**Your instructions:** Continue the passage contrasting life in the world with the Kingdom of God from its last sentence.

Life and the world is where there are the haves and the have-nots.

Life and the world is where people are judged and segregated by all sorts of things – mostly totally arbitrary.

Life and the world is where a few at the top have most of the power and the vast majority have to suffer in silence under their rule.

Life and the world is where happiness or misery, prosperity or poverty, life or death are often no more than accidents of birth or chance.

Life and the world is where the Law is about the Law and not justice, where might is right and violence is used as the norm, where people manipulate each other, where people live in fear, where people live in the darkness or semi-darkness…

The Kingdom of God, on the other hand, is where people are equal/free:

Equally loved, equally respected and cherished; have an equal say, an equal share.  Where people are not judged by their colour or creed, by their wealth or status, by their titles, honours or power but for who they are.

**Material supplied:**
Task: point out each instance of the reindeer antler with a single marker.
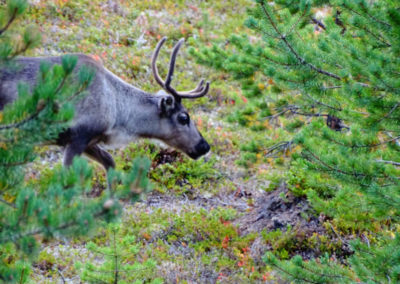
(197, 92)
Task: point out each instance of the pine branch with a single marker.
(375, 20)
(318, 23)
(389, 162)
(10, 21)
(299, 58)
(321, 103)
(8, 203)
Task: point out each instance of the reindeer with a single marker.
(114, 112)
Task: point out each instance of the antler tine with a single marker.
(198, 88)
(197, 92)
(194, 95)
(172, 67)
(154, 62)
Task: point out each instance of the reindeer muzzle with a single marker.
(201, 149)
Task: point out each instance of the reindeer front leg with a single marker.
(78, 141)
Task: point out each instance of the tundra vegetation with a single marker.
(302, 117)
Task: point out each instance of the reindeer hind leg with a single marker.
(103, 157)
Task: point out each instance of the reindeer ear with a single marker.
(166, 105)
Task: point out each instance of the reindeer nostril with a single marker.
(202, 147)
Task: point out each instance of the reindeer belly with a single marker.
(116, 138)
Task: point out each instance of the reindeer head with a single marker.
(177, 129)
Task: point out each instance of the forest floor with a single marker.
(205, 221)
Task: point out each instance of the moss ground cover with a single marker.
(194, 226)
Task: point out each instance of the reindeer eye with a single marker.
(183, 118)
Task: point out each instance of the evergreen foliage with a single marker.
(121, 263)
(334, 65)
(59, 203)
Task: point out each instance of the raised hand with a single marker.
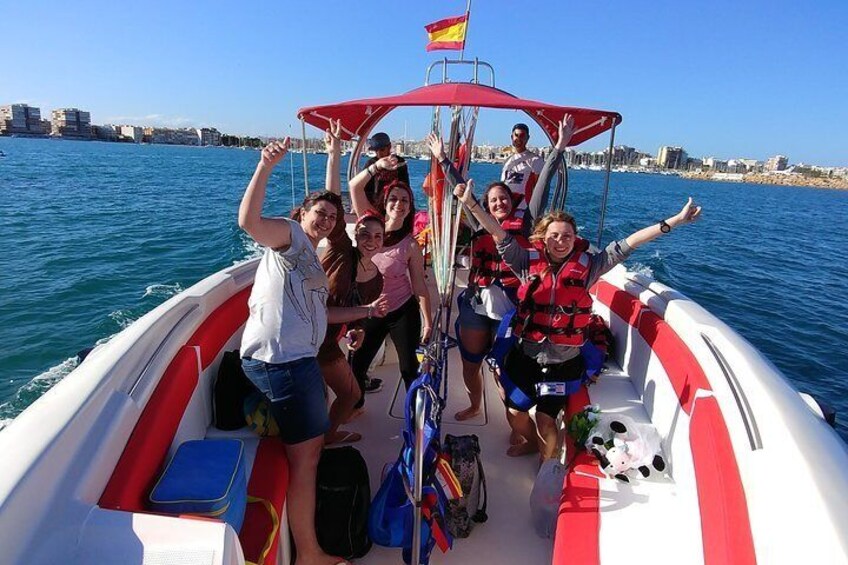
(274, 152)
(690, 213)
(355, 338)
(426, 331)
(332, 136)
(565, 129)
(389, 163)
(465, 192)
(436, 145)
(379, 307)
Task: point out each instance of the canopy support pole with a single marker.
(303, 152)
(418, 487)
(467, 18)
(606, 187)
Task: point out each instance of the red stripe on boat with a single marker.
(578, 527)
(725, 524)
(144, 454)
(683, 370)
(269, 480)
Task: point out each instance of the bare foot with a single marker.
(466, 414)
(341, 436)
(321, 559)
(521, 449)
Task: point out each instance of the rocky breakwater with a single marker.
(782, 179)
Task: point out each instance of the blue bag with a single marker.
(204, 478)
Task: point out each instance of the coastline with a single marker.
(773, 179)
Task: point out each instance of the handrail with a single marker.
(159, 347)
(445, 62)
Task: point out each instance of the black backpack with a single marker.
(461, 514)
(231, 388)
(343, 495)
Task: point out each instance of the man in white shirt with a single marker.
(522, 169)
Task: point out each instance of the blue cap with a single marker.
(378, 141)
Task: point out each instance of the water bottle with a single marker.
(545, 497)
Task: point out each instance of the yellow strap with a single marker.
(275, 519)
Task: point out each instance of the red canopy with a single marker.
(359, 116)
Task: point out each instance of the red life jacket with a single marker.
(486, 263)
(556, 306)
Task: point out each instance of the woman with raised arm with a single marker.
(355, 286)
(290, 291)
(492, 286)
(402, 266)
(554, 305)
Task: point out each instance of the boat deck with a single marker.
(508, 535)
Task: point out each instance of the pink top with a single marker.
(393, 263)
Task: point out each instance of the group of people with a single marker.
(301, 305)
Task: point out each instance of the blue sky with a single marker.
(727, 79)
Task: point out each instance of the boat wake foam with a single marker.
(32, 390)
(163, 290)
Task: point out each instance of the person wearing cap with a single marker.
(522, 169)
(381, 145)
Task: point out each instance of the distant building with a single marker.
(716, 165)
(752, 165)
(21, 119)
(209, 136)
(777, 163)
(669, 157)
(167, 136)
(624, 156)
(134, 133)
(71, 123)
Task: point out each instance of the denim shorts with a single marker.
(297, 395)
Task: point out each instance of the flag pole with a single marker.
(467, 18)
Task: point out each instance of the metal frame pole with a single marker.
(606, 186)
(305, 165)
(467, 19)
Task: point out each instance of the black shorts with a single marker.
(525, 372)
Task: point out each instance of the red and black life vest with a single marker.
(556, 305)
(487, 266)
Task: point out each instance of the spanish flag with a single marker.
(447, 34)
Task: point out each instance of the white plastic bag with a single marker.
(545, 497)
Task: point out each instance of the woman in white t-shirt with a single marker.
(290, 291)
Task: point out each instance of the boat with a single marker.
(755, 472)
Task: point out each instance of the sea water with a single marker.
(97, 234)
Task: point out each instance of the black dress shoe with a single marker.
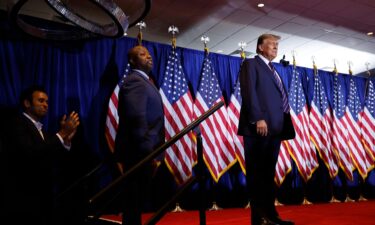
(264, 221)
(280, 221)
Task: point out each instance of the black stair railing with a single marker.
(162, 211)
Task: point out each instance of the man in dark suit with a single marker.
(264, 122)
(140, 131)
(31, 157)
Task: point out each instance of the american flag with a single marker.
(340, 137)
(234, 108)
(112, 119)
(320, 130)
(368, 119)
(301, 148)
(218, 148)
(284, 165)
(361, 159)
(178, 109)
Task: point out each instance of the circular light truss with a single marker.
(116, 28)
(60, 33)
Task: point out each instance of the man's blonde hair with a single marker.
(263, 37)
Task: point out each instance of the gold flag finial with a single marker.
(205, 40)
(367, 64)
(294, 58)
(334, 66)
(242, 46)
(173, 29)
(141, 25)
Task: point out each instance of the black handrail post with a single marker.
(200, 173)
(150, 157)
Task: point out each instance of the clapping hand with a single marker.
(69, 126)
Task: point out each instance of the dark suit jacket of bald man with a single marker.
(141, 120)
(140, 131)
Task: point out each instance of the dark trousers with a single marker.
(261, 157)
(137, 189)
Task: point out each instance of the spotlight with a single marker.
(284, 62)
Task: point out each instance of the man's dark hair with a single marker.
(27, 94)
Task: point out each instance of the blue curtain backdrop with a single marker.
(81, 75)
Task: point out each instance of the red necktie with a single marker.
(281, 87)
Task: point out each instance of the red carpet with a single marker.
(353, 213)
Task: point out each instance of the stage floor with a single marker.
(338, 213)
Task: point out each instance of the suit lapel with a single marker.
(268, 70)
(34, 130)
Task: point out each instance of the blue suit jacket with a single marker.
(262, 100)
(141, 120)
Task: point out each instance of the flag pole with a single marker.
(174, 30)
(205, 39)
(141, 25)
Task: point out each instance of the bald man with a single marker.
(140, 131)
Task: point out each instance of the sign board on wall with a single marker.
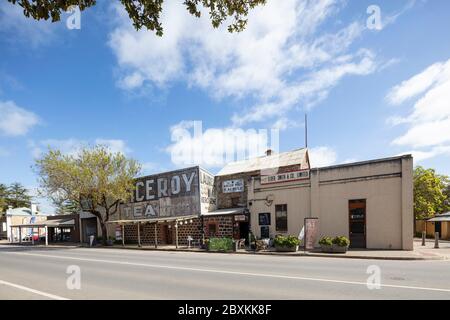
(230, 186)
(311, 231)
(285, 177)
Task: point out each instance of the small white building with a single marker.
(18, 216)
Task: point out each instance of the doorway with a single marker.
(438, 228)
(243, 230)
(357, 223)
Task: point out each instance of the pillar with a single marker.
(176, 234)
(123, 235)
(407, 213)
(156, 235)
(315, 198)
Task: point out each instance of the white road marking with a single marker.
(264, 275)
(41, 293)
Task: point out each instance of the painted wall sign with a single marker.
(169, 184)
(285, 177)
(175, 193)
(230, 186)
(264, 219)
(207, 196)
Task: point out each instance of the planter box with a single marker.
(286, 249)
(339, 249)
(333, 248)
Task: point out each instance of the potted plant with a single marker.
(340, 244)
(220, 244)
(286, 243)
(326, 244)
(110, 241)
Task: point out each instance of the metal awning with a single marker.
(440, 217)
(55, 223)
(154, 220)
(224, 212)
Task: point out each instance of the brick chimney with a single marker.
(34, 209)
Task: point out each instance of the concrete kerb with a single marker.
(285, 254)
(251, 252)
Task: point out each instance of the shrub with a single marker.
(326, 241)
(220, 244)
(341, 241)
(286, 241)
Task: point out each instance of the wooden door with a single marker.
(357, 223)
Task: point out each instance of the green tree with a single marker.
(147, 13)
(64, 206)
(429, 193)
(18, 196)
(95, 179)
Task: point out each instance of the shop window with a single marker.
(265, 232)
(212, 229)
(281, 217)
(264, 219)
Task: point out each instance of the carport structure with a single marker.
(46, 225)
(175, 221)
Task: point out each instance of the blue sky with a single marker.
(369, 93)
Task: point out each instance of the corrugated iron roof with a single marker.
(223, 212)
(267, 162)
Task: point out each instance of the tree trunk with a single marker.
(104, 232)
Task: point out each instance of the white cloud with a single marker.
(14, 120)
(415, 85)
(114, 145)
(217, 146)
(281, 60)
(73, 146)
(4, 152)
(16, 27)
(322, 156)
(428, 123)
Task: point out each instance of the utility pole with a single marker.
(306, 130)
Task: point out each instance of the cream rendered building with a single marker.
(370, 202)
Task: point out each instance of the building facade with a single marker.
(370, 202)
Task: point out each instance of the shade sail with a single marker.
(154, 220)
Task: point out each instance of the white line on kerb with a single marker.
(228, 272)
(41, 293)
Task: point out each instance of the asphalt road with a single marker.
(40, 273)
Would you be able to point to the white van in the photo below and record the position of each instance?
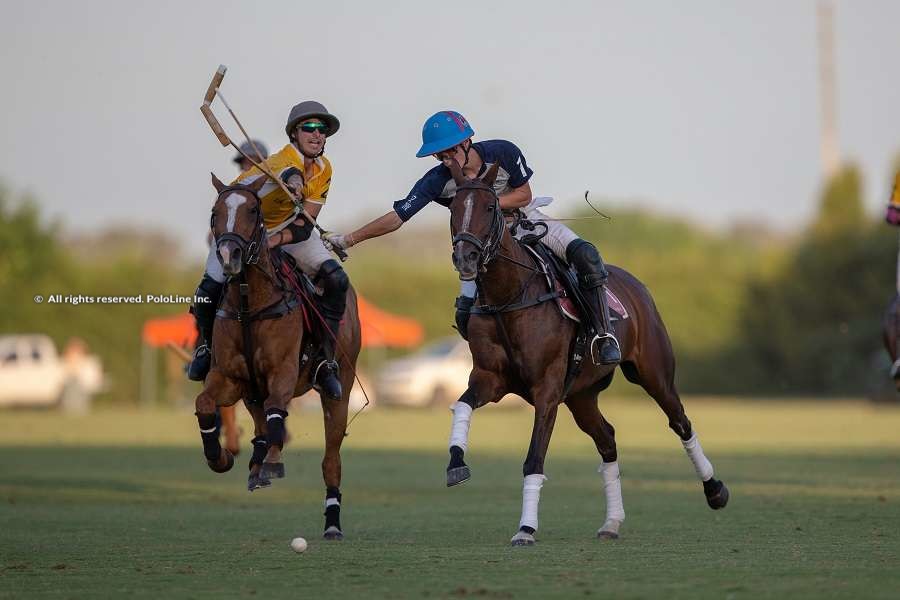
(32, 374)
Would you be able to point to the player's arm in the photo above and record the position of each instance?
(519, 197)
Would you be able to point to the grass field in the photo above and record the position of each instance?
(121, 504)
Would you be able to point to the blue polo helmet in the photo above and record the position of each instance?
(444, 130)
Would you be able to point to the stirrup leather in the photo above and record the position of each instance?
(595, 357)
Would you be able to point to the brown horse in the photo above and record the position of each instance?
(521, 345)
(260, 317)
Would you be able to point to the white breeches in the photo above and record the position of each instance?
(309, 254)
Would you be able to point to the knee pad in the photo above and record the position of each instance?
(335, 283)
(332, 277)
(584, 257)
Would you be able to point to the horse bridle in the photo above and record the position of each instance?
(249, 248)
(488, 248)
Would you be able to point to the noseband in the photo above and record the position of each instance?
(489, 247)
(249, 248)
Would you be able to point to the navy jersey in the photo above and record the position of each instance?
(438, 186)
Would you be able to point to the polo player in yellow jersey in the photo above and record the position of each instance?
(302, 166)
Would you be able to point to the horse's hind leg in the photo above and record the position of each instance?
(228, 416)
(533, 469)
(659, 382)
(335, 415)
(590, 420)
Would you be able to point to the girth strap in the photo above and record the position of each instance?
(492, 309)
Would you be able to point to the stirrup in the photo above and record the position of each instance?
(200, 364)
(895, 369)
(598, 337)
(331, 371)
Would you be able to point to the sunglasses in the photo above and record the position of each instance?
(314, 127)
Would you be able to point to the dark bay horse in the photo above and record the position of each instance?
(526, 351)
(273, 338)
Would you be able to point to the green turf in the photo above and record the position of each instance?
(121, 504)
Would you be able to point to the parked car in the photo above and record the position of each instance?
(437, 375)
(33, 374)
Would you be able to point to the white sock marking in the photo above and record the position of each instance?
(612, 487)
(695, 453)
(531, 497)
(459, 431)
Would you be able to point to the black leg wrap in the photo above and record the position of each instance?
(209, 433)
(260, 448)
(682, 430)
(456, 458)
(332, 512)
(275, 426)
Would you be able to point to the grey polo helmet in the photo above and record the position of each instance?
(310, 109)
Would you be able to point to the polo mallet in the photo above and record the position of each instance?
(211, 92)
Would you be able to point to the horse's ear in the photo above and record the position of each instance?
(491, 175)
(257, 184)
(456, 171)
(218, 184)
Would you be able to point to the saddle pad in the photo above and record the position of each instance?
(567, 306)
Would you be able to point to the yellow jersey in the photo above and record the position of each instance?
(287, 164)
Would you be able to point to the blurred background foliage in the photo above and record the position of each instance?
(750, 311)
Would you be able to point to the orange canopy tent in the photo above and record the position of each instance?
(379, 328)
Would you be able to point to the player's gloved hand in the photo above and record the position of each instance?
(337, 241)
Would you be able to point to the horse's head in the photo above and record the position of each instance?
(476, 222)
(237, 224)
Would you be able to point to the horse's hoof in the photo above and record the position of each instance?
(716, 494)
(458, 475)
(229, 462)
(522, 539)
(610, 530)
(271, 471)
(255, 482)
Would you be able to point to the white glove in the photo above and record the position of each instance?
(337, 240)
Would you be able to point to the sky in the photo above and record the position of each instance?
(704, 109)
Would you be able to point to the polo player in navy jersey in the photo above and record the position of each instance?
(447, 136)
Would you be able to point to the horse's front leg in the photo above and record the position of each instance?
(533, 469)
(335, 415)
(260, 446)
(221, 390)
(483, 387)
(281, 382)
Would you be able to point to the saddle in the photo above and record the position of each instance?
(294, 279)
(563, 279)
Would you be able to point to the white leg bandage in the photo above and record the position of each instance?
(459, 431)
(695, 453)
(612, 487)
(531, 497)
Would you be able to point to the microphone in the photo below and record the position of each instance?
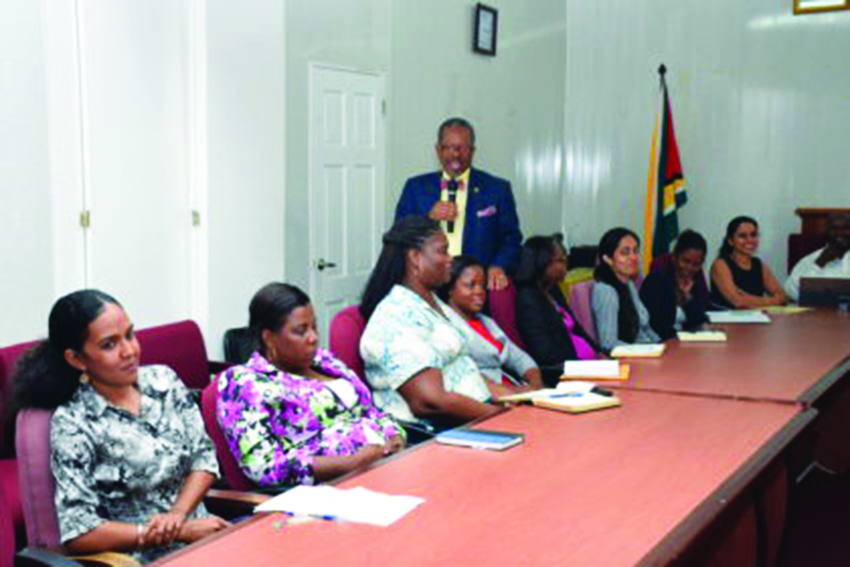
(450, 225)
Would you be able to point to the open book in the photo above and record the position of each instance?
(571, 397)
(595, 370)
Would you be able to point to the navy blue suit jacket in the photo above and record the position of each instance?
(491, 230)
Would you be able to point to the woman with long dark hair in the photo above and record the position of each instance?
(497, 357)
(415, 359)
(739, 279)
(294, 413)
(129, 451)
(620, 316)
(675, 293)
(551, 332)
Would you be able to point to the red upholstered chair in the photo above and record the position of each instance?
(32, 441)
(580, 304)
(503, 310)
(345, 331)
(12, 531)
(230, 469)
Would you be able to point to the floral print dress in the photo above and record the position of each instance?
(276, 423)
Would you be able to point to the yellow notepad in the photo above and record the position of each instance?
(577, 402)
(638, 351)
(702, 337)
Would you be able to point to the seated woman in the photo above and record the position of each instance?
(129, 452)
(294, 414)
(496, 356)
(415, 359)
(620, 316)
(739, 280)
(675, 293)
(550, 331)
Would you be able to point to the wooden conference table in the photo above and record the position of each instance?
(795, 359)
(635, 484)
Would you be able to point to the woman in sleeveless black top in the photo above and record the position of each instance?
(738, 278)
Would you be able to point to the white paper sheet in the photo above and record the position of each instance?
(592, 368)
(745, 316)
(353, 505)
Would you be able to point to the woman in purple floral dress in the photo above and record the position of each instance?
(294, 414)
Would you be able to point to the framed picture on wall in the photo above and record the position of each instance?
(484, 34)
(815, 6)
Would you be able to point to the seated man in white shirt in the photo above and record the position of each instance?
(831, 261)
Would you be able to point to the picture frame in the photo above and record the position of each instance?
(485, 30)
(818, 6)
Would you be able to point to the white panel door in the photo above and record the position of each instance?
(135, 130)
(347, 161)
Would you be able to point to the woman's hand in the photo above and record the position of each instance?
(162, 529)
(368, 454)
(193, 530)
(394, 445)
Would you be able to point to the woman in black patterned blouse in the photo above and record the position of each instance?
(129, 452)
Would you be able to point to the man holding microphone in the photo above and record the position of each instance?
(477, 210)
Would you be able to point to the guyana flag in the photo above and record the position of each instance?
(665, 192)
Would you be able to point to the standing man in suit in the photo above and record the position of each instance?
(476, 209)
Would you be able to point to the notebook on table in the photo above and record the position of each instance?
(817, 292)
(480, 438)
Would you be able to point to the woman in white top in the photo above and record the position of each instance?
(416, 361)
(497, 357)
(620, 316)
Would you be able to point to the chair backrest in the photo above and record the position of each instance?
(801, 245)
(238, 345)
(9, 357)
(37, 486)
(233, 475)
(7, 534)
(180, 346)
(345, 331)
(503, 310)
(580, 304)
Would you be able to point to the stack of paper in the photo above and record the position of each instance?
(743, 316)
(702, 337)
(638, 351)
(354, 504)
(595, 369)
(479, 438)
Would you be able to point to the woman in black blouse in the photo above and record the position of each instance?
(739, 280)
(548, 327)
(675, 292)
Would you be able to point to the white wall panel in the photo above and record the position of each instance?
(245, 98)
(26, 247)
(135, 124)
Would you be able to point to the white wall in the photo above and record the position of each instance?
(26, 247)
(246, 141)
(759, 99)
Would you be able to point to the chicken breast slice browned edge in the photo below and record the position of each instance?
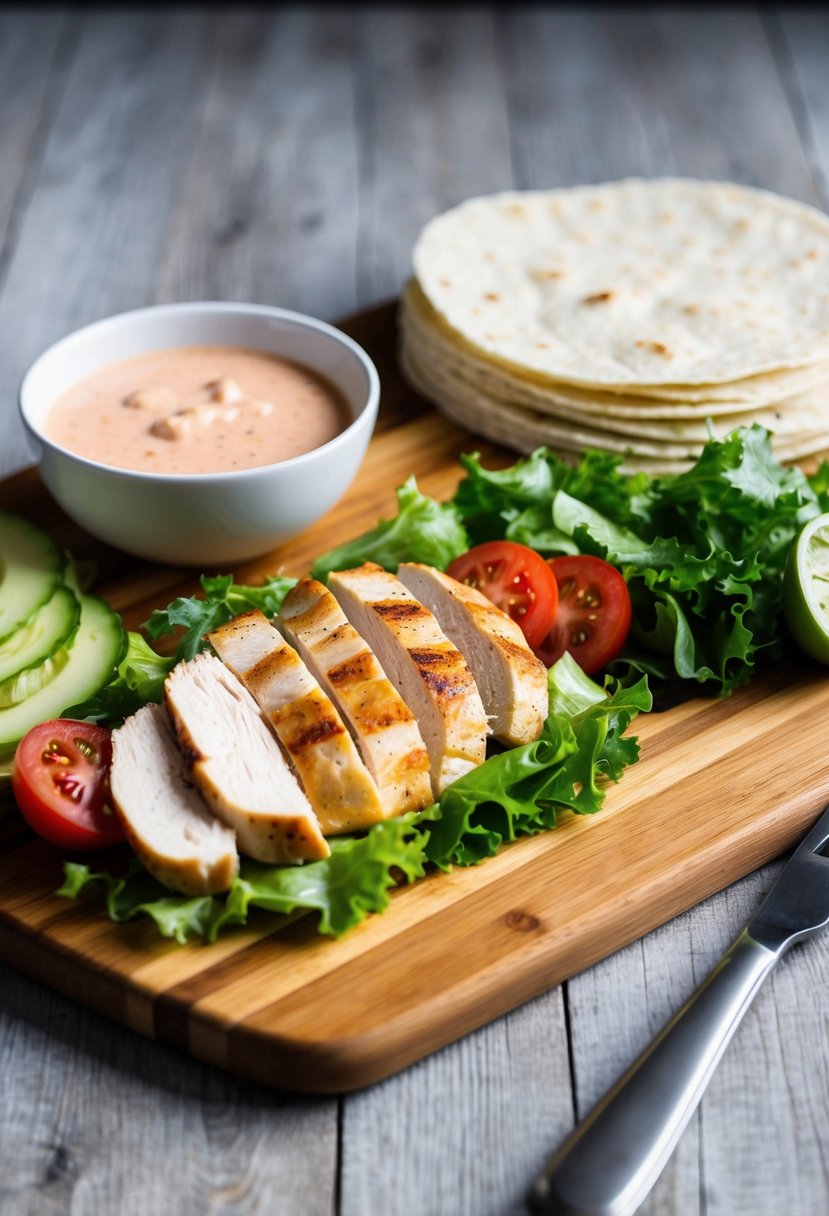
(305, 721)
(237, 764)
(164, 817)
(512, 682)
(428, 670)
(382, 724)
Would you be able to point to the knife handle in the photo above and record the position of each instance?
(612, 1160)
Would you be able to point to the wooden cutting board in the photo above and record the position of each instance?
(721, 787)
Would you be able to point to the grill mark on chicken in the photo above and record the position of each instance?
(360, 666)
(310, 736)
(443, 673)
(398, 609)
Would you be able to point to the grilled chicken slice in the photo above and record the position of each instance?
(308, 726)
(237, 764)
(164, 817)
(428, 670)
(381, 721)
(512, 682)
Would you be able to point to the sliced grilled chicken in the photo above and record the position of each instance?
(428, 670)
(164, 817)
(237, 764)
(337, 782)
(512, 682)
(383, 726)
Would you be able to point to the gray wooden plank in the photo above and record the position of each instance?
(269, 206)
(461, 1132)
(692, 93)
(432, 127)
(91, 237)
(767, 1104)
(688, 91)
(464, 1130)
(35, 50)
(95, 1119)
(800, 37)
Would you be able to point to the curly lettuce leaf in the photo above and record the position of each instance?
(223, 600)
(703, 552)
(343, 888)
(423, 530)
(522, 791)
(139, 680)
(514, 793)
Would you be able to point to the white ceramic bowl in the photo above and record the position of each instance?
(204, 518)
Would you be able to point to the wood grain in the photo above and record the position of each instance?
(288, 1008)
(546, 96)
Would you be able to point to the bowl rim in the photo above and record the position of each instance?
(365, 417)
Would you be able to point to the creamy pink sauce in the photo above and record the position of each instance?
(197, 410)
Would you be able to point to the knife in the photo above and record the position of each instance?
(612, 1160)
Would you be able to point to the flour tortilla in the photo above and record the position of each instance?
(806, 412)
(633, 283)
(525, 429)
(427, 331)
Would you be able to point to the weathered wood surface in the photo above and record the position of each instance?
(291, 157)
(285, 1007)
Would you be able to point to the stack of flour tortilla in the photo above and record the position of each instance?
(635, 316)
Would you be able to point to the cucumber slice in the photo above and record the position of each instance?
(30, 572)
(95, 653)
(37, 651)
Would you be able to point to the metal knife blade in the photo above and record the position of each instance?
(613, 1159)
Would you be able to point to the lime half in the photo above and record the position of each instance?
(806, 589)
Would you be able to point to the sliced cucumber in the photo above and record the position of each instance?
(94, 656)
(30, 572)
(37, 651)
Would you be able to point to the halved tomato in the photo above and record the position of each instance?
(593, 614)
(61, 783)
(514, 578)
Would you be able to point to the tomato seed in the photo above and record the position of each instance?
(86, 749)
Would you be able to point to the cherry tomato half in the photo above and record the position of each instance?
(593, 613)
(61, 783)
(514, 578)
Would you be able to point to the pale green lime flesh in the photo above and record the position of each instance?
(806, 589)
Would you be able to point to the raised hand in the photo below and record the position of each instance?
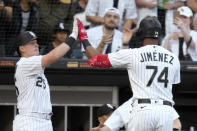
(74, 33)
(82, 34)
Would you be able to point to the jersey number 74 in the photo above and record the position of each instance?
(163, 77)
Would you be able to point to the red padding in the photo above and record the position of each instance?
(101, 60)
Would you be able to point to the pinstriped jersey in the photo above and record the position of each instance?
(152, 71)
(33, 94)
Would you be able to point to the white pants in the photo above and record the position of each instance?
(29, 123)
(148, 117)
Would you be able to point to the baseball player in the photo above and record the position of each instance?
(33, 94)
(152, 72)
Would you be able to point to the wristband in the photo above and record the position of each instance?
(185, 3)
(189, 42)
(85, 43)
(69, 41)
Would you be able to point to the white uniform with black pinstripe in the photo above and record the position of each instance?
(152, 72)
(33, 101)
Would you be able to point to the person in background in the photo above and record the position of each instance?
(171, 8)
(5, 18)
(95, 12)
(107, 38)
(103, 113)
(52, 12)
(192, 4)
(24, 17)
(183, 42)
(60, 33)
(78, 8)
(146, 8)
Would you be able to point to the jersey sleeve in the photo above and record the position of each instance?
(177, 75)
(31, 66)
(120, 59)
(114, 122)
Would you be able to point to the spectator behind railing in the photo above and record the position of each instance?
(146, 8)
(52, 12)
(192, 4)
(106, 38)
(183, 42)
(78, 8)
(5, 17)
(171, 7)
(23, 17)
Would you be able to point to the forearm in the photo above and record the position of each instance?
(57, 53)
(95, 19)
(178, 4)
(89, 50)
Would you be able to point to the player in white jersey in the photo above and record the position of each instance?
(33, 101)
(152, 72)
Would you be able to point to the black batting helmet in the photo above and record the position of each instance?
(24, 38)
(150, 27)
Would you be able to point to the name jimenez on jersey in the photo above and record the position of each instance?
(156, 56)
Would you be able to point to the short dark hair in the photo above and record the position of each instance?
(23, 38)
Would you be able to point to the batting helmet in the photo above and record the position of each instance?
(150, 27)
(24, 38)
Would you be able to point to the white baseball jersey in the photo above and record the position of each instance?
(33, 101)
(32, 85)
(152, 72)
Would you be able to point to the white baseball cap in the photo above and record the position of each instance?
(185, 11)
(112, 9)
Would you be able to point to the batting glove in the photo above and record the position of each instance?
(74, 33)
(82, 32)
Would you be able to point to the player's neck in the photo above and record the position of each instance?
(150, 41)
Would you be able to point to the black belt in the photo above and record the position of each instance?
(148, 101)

**Exercise response:**
The Kingdom of God is where ‘every tear shall be wiped away’, where people will be whole and free and where there will be ‘no more death or crying.’

Jesus came to speak and live this message, this reality.

And so, I believe that Jesus died, and died the death that he did, because people couldn’t or wouldn’t hear this.

(Or at least the people with power and influence didn’t want to hear this).

And they didn’t want to hear this because they knew what Jesus was saying.

They didn’t want to hear because they had too much to loose.

They didn’t want to hear because the Kingdom of God was/is subversive, radical, revolutionary: ‘the first will be last and the last first!’  This is not what those in power, the haves, those who have made their way ‘up the greasy pole’ want to hear!

And so they dealt with it.  They dealt with him [Jesus] in the only way they knew how – they tried to destroy him.

And so Jesus died as he did because in the end he had 3 choices:

He could run away.

He could compromise.

Or he could carry on and suffer the consequences, whatever they may be.

And that’s what he did, right up to the very end.

Why did Jesus die the way he did?

Because some wanted him to

And because (given what he had come to do and say) he had to

And so we thank Jesus for having the courage of his convictions so that we have the chance to hear and experience the message, the reality that he came to show us – that the Kingdom of God is at hand – here and now – and for all eternity!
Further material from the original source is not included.